### TEXTO EM ESTUDO
────────────────

Quando penso nisto e quando penso que escrevo este texto porque já lidei com a morte, acho que ou nova de mais para tudo isto. Acho que só devia enfrentar estas coisas quando já tivesse a minha vida para lá do organizada, definida e sem inquietações. Mas isso é impossível. Não só porque não conseguimos atingir um estado de plena felicidade, mas porque não podemos escolher quando é que nos lixam as ideias e planos todos e de repente nos aparece a morte das coisas que mais gostamos nesta vida.
A primeira vez que sofri com tudo isto foi completamente de surpresa. Foi do género, o X. foi para o hospital e vinte minutos depois disseram-me que tinha morrido. Assim, sem mais nem menos. Sem uma explicação, sem poder perguntar o porquê, sem nada. Quando dei por mim, tinha uma data de gente a agarrar-me e a dizer-me "tens de ser forte". Foi horrível. Ainda hoje sofre com isso e hei-de sofrer sempre. Mas são coisas que com o tempo vão enfraquecendo um pouco.
Da segunda vez, que foi muito recentemente, já se esperava o pior. Há doenças que ditam o final antecipado das coisas e nós vamo-nos conformando cada dia que, mais cedo ou mais tarde, quem nós gostávamos já não vai estar ali. O facto de nos irmos preparando não nos ajuda nada. Poupa-se no choque, não ficamos tão incrédulos quando a morte acontece, mas o sofrimento de ver alguém a piorar de dia para dia, não compensa. Sentimo-nos impotentes, vemos que não somos capazes de ajudar, os dias são uma tortura e quando chegamos ao final de cada um a única coisa que pensamos é que por mais que tenhamos sofrido, esperamos que amanhã seja tudo igual. Porque antes igual que tudo pior.
As imagens de vemos alguém morto ou de encontrarmos alguém morto são inapagáveis da nossa memória. Por mais que queiramos não as conseguimos esquecer. As expressões, o toque... tudo. E era tão bom que isso tudo se apagasse.

────────────────

### INSTRUÇÕES DO EXERCÍCIO
Responda às perguntas seguintes com base no texto sobre a morte.
1. Quanto tempo depois de o X. ir para o hospital foi dada a notícia de que tinha morrido?
2. Segundo o texto, o que se poupa quando a morte já é esperada por causa de uma doença?
3. Como o texto descreve as imagens de ver ou de encontrar alguém morto?

────────────────

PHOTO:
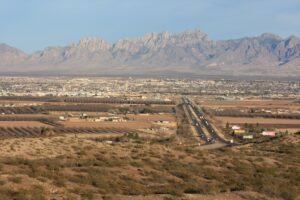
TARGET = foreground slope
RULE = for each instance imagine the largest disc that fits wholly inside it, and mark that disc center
(89, 167)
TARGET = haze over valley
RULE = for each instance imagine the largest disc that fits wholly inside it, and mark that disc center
(163, 53)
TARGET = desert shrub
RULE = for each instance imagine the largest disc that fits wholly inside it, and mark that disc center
(15, 179)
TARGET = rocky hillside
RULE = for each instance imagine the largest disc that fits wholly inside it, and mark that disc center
(191, 51)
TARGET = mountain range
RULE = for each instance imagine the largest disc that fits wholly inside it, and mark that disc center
(189, 52)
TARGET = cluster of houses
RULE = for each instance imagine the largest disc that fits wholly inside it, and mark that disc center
(243, 134)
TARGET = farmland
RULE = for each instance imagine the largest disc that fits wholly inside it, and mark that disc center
(152, 143)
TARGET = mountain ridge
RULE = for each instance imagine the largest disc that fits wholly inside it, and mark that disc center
(191, 51)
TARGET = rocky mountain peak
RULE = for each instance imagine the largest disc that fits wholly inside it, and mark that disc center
(92, 44)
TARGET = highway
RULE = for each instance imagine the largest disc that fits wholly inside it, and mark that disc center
(203, 127)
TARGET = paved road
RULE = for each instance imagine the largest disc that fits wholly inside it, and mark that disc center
(194, 113)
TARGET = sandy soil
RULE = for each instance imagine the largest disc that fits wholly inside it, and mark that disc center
(259, 120)
(133, 125)
(251, 103)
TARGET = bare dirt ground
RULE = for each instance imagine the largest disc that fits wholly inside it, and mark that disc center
(22, 124)
(133, 125)
(259, 120)
(251, 104)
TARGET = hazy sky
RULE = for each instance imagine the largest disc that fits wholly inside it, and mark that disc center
(34, 24)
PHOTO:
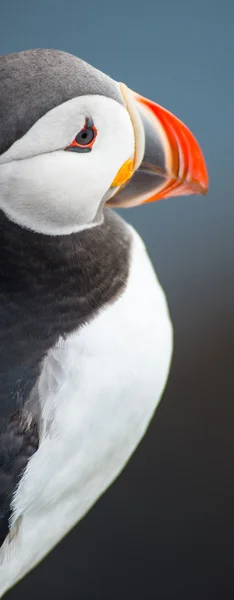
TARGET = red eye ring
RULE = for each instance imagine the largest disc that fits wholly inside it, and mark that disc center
(85, 139)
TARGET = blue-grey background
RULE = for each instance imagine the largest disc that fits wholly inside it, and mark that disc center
(165, 529)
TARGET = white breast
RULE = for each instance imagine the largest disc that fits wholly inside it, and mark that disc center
(99, 390)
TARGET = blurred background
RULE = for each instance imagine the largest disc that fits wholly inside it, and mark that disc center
(165, 529)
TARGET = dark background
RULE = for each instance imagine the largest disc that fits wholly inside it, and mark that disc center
(165, 529)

────────────────

### RESPOSTA À TAREFA
1. Vinte minutos depois.
2. Poupa-se no choque, e não se fica tão incrédulo quando a morte acontece.
3. São inapagáveis da memória e não se conseguem esquecer.